● **WHAT IS EXPECTED**
Copy out every line of the records below word for word, leaving out the pictures.

● **STORED RECORDS**
-*-*-

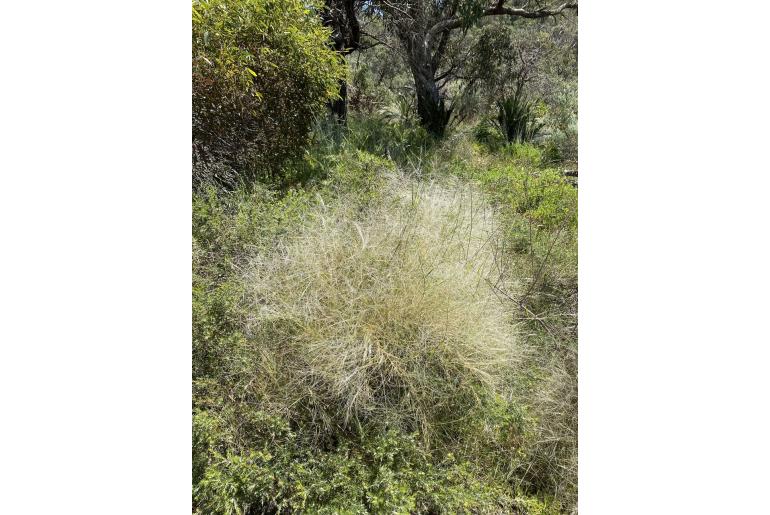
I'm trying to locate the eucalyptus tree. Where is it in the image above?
[377,0,578,136]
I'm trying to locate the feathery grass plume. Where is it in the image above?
[246,178,517,441]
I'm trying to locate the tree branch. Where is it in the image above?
[428,0,578,38]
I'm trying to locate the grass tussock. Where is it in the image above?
[246,178,517,439]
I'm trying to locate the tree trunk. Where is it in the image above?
[405,35,452,137]
[329,78,348,125]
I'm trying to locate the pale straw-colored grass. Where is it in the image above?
[246,177,517,438]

-*-*-

● **SOLUTION TO THIS TASK**
I'm trying to locate the eucalyptus tree. Where is it in the image above?
[377,0,578,136]
I'm trying to locate the feathery grass plume. Where is it in the image above?
[246,178,517,441]
I'm trying to locate the tree branch. Where is it in the image above?
[428,0,578,38]
I'm trying to locate the grass tussock. Where is it in the image above?
[246,178,517,439]
I'm trying to locate the tree trunk. Where is it in the image above?
[405,35,452,137]
[329,78,348,125]
I'm trying to locate the pale straw-colored grass. Where is it in the image above?
[246,177,517,438]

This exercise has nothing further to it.